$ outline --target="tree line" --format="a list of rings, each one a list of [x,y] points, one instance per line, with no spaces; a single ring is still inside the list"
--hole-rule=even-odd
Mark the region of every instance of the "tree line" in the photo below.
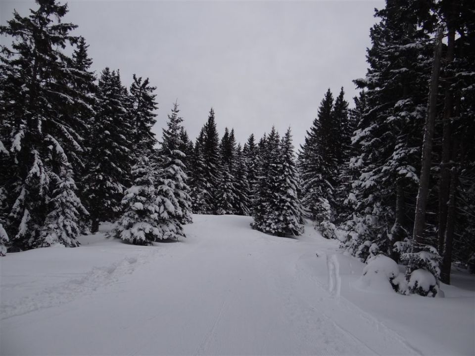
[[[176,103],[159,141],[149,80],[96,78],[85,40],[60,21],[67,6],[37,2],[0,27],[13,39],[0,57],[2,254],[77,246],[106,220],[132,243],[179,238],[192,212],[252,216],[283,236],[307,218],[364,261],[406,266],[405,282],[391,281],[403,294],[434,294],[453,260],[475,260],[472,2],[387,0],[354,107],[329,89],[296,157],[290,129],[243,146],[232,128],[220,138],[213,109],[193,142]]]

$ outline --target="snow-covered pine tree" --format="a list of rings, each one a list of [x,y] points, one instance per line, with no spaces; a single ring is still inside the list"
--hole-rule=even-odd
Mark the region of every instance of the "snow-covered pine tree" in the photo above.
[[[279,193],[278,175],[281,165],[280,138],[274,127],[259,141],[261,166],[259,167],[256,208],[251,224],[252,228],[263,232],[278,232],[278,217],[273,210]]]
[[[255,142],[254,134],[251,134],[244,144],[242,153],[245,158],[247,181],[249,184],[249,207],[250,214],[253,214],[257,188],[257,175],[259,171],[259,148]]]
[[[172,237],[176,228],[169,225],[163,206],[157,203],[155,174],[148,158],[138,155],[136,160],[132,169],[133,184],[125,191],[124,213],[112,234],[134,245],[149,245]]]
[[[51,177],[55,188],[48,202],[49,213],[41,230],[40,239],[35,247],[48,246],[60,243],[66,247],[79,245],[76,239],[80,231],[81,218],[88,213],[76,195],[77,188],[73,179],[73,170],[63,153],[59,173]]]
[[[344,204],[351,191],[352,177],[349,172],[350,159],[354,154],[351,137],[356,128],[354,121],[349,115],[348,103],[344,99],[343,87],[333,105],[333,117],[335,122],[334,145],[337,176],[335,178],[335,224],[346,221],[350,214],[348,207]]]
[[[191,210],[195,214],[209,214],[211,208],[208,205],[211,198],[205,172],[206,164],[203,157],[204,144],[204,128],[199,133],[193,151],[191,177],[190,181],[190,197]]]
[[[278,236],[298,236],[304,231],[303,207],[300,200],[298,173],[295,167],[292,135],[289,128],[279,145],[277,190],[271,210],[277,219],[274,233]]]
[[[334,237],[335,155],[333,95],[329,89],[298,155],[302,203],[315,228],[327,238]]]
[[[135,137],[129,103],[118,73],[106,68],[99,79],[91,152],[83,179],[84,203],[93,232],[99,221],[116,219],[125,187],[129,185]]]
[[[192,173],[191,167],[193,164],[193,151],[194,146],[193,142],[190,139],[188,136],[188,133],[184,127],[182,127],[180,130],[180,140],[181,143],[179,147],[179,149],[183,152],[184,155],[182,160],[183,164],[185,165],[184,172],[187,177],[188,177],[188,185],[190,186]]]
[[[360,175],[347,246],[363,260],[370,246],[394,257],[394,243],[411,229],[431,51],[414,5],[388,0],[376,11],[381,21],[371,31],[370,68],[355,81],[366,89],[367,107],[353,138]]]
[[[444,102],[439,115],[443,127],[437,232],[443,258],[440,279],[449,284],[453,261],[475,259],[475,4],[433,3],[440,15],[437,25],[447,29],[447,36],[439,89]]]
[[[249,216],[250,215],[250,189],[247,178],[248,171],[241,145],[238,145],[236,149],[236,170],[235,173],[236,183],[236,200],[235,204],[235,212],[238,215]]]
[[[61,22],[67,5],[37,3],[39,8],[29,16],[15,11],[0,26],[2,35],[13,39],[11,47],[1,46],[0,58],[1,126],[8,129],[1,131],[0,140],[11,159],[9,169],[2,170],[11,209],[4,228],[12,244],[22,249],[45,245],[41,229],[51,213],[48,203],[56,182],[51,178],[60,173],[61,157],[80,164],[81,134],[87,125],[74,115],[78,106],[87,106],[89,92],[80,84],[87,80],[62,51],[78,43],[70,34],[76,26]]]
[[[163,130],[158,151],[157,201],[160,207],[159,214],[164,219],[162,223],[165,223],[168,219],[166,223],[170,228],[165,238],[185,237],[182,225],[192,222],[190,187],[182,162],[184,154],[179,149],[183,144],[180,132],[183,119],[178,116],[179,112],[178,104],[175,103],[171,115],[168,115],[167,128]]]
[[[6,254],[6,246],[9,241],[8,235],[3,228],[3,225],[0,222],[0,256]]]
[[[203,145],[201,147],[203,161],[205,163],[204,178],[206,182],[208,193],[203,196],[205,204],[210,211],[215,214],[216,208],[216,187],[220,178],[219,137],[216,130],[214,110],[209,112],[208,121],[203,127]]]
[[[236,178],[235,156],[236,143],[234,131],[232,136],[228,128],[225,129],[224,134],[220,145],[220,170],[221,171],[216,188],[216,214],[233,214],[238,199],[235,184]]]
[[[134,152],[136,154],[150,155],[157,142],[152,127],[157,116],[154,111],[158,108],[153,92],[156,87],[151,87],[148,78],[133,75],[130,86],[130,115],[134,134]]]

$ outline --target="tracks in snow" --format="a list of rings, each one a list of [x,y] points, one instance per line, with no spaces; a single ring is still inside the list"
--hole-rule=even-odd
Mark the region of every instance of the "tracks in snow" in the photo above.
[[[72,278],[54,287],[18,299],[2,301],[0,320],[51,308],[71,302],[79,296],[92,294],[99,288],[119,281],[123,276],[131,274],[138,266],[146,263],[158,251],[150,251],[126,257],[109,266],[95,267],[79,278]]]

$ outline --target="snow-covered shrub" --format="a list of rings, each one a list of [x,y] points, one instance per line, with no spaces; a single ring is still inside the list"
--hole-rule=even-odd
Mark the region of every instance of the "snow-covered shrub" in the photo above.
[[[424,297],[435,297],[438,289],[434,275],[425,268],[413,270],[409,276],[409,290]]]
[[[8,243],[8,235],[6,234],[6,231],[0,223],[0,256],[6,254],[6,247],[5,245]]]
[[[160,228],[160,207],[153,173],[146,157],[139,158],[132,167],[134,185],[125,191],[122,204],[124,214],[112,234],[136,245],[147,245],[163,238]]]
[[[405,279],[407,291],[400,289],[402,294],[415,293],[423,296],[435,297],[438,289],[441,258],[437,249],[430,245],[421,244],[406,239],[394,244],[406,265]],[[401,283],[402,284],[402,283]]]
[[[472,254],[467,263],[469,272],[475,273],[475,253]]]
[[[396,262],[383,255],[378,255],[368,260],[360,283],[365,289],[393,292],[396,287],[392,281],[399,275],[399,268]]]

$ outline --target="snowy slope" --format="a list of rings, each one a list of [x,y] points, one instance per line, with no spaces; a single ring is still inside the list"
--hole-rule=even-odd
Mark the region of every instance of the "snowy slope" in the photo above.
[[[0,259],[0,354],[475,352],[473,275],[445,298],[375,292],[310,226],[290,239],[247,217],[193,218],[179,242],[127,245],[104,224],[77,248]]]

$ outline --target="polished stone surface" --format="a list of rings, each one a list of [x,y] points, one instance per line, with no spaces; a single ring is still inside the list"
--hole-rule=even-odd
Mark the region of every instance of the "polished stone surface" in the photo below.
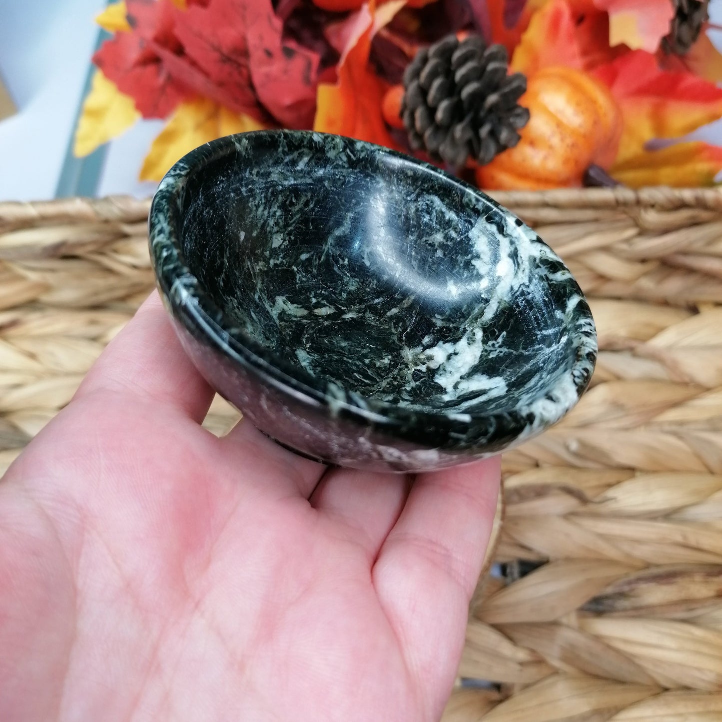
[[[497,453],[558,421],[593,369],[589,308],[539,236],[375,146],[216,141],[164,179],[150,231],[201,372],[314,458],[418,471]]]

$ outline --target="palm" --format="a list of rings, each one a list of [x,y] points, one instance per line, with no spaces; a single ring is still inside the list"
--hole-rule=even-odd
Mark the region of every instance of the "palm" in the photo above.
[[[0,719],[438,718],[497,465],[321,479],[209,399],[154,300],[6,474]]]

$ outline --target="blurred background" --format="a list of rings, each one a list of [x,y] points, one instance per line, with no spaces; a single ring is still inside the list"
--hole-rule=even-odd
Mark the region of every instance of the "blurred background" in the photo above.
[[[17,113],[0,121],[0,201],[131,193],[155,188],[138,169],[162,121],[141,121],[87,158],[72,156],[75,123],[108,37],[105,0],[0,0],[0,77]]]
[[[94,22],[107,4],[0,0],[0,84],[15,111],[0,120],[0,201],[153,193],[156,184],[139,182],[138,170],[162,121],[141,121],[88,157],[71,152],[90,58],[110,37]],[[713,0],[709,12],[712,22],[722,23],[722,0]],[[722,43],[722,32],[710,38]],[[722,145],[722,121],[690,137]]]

= = = = = = =

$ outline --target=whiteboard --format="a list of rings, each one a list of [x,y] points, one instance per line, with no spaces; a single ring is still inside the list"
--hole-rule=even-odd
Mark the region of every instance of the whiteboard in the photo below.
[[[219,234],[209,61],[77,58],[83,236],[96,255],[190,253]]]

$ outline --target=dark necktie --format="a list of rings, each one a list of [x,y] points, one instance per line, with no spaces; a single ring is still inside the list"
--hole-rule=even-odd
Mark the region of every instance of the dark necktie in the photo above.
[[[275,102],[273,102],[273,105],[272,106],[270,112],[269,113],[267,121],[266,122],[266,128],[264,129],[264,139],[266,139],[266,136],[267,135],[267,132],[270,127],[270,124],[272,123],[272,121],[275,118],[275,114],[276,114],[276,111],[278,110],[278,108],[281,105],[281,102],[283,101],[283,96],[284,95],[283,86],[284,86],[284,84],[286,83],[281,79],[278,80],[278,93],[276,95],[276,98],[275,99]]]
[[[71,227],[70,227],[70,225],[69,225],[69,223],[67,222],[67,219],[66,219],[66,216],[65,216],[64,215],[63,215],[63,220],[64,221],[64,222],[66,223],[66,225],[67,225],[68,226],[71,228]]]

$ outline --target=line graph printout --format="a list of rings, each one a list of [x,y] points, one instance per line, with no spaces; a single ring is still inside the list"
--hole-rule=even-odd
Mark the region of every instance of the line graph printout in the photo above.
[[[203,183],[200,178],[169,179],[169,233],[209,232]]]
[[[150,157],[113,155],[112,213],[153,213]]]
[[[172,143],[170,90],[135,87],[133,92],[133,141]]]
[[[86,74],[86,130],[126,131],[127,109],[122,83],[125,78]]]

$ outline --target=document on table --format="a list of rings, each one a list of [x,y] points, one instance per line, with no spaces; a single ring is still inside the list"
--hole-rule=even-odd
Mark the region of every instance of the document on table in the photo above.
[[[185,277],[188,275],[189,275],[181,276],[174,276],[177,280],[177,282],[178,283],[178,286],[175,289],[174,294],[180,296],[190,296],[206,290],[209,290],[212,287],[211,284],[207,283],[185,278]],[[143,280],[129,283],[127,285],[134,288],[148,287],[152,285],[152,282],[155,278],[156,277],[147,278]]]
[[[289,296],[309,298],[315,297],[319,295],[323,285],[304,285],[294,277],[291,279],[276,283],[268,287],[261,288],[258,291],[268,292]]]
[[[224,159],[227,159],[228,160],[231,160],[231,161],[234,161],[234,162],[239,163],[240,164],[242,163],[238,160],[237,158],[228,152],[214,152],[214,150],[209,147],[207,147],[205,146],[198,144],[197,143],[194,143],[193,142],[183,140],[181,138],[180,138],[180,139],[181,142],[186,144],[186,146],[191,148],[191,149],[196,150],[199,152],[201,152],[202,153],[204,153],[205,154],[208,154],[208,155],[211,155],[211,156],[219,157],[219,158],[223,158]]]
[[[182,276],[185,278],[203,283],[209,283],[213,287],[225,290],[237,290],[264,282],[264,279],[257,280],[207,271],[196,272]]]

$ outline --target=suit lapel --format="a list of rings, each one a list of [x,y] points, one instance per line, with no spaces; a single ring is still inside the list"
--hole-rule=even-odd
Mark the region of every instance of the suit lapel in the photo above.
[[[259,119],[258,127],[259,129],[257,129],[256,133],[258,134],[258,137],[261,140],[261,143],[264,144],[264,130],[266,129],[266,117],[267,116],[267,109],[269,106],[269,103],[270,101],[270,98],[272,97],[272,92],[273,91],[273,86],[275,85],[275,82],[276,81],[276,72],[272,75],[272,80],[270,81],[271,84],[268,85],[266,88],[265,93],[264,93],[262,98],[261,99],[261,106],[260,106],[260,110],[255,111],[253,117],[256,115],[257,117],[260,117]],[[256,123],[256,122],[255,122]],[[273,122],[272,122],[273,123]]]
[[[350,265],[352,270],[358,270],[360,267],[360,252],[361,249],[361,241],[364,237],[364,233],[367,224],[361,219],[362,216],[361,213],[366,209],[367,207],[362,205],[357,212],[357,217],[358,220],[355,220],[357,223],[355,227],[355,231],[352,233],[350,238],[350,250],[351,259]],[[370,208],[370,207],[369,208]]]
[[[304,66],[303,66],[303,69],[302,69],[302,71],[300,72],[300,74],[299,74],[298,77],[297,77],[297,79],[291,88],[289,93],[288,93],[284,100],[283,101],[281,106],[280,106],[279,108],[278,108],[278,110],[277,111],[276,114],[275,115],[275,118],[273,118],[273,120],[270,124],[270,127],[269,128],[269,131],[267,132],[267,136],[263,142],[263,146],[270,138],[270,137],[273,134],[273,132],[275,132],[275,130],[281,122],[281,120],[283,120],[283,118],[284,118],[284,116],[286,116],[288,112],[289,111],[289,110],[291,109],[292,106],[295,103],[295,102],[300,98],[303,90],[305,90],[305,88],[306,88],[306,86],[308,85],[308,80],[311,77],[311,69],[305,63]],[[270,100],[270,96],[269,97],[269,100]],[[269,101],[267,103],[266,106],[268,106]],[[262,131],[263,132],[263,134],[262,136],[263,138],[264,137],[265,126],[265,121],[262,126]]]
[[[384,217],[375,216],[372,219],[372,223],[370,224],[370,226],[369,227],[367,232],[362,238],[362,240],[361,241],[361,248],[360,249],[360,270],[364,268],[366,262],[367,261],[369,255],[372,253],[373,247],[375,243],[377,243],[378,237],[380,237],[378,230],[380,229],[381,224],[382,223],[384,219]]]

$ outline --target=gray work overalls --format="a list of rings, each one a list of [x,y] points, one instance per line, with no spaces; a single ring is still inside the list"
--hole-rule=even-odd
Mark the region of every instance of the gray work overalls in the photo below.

= = = = = = =

Find every line in the lines above that contains the word "dark", and copy each of those lines.

$ outline --target=dark necktie --format="a list of rings, each one a list of [x,y] points, one instance per line, with no spaces; a single ring is still inside the list"
Mark the region of every instance of the dark necktie in the photo above.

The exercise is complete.